### What the exercise asks
Copy every line in the stretch of entries from the line containing "stainless steel electric range ->" through the end of the entries, offsetting each coordinate in the answers by adding 137 to it. Leave the pictures out of your copy.

begin

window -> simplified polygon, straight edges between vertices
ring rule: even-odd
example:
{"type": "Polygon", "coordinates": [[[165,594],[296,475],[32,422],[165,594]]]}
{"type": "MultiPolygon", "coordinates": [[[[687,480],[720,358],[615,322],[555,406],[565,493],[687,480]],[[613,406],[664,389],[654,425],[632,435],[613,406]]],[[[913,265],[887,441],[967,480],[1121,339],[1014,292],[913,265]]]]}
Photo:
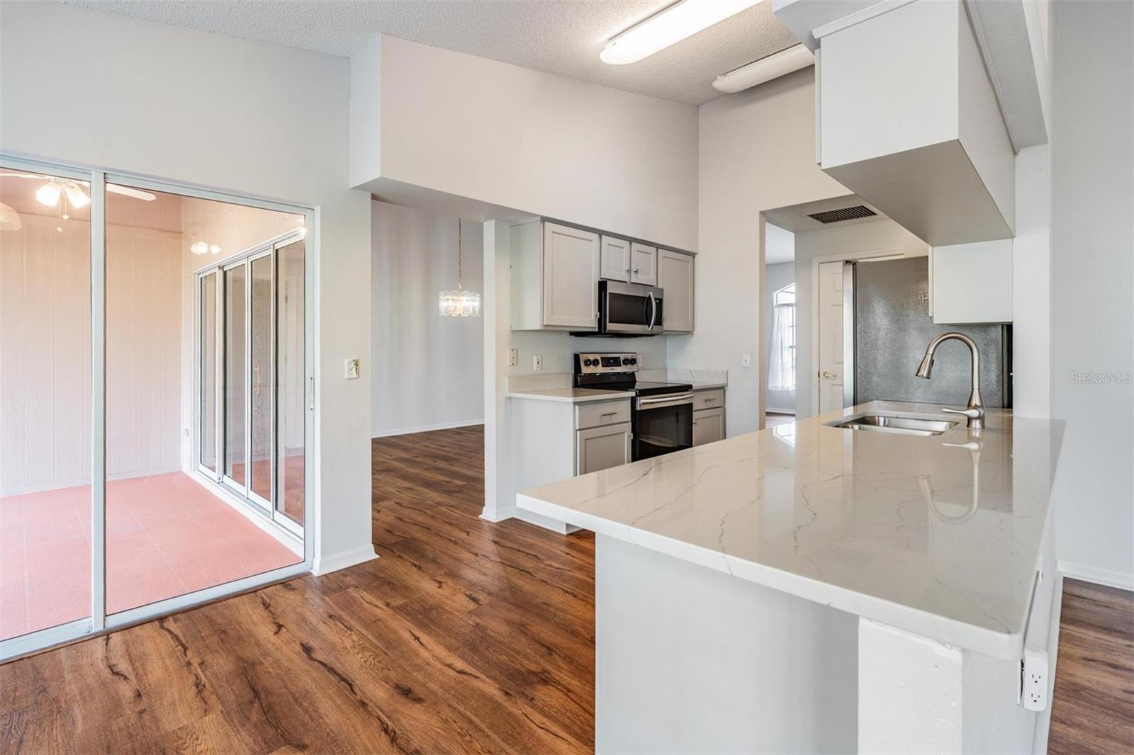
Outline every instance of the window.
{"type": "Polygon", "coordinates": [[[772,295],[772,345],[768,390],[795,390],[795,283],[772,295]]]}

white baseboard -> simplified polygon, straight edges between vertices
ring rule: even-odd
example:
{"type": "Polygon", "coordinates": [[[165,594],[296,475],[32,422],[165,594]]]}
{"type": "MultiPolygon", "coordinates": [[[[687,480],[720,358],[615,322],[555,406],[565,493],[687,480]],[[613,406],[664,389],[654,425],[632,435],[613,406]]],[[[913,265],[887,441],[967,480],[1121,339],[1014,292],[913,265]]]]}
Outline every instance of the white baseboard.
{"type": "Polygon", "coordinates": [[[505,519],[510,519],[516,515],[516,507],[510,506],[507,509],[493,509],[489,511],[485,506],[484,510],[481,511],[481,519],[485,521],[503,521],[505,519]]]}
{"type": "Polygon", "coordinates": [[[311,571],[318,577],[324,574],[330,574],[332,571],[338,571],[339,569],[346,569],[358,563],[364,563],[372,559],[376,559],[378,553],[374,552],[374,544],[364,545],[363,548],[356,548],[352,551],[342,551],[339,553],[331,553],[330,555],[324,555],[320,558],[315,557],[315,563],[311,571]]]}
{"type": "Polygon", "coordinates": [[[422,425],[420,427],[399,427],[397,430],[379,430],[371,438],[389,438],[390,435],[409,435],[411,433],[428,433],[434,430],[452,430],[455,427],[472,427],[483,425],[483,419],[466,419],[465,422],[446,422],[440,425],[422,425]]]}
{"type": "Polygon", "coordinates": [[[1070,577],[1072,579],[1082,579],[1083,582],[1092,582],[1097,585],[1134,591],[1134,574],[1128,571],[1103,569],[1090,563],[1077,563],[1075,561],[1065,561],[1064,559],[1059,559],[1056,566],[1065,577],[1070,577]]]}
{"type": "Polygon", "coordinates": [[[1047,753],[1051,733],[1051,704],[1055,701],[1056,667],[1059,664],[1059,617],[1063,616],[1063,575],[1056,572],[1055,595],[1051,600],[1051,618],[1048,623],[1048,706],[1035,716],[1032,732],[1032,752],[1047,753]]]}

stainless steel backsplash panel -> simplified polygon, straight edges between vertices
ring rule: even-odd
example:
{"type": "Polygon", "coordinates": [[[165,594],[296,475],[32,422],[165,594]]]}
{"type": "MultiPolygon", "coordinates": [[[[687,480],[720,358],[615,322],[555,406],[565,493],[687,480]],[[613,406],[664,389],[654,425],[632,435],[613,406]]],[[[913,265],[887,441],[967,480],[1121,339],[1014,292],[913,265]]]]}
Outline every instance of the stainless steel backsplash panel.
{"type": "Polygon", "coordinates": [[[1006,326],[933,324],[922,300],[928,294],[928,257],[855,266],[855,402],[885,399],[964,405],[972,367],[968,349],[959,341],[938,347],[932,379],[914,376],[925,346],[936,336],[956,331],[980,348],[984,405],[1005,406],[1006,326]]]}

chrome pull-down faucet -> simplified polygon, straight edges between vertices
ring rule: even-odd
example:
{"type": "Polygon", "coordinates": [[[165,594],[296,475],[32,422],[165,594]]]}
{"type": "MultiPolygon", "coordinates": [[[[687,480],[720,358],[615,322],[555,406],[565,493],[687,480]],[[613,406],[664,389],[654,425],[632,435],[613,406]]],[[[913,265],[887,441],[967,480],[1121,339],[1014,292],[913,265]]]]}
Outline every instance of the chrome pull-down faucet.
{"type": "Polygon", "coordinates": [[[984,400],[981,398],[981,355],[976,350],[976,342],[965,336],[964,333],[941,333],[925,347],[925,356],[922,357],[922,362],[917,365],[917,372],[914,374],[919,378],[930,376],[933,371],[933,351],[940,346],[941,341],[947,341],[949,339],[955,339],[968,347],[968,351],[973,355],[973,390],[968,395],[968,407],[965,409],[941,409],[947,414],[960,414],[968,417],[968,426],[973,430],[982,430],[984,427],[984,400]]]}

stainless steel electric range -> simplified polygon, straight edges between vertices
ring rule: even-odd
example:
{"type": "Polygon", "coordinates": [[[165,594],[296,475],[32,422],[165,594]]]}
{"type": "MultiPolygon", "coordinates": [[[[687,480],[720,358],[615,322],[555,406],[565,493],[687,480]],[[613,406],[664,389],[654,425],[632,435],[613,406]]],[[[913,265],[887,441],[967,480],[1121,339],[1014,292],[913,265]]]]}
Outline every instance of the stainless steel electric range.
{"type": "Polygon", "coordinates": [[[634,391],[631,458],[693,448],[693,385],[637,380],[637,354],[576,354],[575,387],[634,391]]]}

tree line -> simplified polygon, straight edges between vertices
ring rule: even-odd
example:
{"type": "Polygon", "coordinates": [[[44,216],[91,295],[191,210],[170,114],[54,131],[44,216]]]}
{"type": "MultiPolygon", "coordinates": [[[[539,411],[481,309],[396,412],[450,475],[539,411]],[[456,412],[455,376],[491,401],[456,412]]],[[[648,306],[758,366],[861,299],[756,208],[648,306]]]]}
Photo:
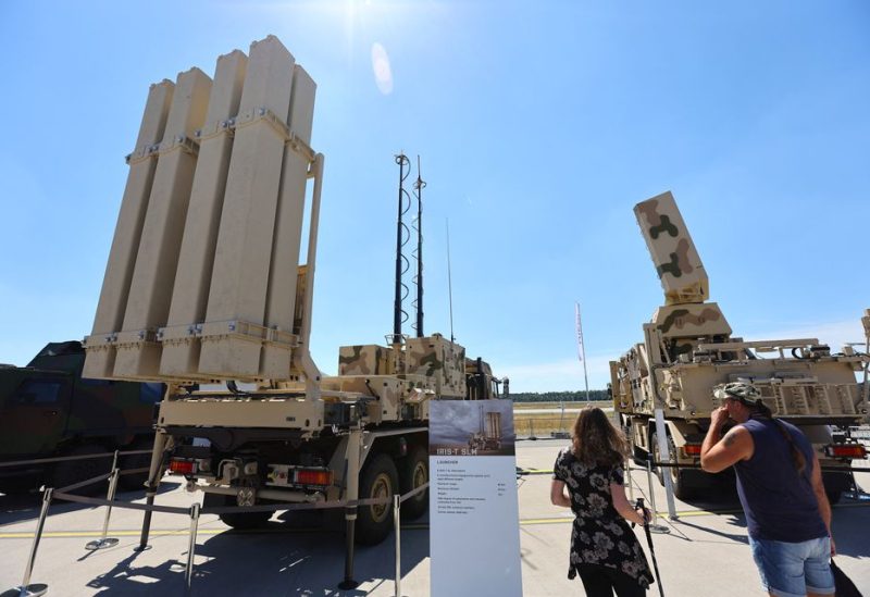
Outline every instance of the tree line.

end

### The response
stainless steel electric range -> simplified polygon, straight edges between vertices
ring rule: even-odd
example:
{"type": "Polygon", "coordinates": [[[165,594],[296,475],[32,422],[165,594]]]}
{"type": "MultiPolygon", "coordinates": [[[[687,480],[720,358],[615,322],[555,406],[565,493],[687,480]],[[613,406],[664,389],[654,425],[632,435],[613,406]]],[[[913,265],[887,441],[967,480],[1121,339],[1014,292],[913,265]]]]}
Outline every instance of the stainless steel electric range.
{"type": "Polygon", "coordinates": [[[771,528],[768,595],[830,585],[830,522],[774,517],[774,491],[713,491],[712,524],[771,528]]]}

tree line -> simplified polygon, straight edges between vertices
ring rule: even-odd
example:
{"type": "Polygon", "coordinates": [[[44,216],[91,295],[191,210],[170,114],[54,131],[44,216]]]}
{"type": "MultiPolygon", "coordinates": [[[[539,411],[481,309],[396,412],[450,475],[539,411]],[[456,412],[455,376],[491,401],[456,412]]],[[[648,306],[758,366],[861,299],[756,208],[648,306]]]]}
Photo:
Outline every instance of the tree line.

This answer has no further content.